List each line in the records below that contains the word "paved".

[START PROVIDED DATA]

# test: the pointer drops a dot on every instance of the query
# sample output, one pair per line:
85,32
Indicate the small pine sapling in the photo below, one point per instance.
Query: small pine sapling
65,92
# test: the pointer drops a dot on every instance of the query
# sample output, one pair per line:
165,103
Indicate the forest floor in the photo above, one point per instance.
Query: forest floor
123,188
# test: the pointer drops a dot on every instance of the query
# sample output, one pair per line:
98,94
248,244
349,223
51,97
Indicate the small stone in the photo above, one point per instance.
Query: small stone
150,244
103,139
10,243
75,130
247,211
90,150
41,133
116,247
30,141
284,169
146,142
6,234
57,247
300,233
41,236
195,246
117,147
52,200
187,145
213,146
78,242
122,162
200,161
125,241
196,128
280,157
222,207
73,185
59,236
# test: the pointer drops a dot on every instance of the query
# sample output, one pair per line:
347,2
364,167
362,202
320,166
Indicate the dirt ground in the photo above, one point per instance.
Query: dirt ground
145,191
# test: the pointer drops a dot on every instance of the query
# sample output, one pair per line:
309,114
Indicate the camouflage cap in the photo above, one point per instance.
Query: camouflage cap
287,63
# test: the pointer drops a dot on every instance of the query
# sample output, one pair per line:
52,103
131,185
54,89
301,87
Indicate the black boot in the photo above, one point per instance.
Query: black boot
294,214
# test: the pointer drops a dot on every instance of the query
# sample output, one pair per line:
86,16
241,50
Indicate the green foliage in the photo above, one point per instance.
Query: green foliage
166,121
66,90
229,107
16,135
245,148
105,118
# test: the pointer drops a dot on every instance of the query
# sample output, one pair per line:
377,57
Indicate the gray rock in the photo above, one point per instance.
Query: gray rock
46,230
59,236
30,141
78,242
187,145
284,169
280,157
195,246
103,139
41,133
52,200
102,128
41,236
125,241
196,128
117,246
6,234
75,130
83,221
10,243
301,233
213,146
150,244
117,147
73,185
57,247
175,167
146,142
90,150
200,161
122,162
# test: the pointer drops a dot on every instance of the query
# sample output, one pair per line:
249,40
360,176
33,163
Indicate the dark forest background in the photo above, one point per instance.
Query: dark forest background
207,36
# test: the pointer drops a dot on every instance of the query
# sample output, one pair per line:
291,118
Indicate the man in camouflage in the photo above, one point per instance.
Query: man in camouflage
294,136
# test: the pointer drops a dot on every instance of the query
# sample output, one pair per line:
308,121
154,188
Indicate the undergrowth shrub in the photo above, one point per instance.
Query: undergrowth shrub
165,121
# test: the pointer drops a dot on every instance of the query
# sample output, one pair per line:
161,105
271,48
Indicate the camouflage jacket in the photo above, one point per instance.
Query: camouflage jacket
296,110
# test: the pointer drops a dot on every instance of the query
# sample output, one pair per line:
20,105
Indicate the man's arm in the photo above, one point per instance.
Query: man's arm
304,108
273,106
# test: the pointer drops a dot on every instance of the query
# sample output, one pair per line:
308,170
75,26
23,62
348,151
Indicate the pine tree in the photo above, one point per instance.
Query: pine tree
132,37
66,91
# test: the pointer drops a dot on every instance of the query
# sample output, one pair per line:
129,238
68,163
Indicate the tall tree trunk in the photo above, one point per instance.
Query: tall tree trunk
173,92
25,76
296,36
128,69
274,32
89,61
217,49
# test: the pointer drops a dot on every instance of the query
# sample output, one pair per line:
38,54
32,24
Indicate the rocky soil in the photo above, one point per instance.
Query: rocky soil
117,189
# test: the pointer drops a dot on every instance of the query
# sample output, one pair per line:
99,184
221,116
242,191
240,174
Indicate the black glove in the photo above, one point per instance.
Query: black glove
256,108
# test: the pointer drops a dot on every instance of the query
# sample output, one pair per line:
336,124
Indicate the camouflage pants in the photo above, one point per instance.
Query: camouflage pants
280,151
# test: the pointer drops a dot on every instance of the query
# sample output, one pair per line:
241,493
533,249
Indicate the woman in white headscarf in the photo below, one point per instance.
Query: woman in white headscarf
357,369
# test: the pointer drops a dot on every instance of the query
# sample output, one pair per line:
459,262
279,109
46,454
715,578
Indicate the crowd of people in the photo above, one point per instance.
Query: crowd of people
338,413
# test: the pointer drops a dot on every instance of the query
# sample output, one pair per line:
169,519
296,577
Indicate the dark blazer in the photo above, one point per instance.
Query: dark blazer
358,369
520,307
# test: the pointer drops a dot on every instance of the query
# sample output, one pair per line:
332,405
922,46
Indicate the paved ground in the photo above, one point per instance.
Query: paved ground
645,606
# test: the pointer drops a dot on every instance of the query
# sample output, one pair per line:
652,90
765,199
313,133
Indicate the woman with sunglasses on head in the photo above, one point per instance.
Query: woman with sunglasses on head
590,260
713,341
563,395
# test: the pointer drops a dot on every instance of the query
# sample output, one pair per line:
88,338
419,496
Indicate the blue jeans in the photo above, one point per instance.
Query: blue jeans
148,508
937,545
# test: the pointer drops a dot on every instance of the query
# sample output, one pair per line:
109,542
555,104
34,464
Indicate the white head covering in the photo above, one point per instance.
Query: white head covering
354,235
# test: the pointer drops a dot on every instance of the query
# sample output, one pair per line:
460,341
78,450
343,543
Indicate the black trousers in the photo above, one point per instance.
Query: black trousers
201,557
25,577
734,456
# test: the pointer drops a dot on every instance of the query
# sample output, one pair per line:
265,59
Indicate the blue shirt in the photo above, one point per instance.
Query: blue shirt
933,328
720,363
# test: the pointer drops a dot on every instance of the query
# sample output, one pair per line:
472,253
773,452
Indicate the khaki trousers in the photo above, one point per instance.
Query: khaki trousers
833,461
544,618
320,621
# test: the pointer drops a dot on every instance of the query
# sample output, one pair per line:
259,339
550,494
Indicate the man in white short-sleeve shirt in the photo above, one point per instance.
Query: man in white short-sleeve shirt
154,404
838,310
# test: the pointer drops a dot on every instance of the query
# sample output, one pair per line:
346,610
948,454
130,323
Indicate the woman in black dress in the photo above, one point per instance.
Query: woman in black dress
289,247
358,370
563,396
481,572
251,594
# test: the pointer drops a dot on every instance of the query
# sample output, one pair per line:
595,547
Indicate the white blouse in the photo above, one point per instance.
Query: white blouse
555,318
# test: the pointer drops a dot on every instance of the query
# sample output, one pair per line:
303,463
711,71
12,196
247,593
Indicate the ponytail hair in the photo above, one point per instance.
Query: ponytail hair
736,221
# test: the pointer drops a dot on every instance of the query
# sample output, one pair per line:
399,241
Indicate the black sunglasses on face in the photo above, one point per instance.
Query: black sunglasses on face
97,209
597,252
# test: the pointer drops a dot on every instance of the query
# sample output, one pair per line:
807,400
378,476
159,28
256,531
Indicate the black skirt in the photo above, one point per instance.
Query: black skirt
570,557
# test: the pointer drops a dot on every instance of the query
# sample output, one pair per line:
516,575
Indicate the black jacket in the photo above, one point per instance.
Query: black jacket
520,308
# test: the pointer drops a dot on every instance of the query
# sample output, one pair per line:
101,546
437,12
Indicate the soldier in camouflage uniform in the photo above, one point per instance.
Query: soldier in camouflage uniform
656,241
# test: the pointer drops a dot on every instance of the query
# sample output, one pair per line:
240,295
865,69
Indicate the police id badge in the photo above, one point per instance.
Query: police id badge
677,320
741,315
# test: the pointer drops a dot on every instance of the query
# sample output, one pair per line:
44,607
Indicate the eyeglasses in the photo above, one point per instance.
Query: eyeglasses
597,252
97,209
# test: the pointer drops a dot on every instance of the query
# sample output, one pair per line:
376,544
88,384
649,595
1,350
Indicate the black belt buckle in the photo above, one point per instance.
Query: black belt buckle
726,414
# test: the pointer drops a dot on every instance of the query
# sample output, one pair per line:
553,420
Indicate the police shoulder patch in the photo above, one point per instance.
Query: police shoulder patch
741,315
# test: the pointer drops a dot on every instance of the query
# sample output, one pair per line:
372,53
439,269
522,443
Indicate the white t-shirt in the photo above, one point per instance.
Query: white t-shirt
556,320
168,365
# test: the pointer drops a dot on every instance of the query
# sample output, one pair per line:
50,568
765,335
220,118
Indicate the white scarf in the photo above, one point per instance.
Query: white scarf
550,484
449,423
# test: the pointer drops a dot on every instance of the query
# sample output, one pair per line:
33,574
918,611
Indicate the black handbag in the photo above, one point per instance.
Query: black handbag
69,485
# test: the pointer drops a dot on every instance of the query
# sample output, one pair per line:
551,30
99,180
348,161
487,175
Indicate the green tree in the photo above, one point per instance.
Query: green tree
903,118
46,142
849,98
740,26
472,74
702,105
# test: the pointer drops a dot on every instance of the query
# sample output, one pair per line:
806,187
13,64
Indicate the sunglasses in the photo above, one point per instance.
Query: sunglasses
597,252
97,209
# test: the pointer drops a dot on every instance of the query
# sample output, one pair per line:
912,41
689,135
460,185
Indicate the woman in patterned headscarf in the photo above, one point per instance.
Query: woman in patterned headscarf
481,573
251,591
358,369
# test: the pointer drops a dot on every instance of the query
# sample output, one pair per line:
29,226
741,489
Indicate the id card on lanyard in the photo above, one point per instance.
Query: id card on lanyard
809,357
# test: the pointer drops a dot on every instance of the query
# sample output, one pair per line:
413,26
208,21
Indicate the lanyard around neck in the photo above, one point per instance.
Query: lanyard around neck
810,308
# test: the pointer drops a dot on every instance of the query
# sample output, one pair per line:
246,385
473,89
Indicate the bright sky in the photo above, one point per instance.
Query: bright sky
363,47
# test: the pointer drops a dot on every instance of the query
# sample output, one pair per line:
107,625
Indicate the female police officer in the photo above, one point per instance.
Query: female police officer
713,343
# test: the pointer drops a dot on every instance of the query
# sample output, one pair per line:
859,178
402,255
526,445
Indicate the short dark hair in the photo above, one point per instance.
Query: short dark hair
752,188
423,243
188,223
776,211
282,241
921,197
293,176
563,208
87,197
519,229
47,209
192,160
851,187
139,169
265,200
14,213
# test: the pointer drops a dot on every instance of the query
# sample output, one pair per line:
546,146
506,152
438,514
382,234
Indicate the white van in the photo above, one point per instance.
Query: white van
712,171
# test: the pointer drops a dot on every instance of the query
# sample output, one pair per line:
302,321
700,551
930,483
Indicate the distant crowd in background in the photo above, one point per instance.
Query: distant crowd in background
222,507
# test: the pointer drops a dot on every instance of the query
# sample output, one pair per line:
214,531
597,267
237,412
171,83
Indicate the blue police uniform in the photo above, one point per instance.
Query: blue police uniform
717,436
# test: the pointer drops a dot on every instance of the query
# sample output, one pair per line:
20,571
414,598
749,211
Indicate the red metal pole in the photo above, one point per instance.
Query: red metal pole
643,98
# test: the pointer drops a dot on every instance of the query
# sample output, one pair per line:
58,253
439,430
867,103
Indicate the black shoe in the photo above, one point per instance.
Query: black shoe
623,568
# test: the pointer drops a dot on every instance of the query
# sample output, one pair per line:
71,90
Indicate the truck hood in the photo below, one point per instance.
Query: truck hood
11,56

[END PROVIDED DATA]

### SOLVED EXERCISE
Indicate the paved ground in the photo above, one point per instance.
Query: paved ground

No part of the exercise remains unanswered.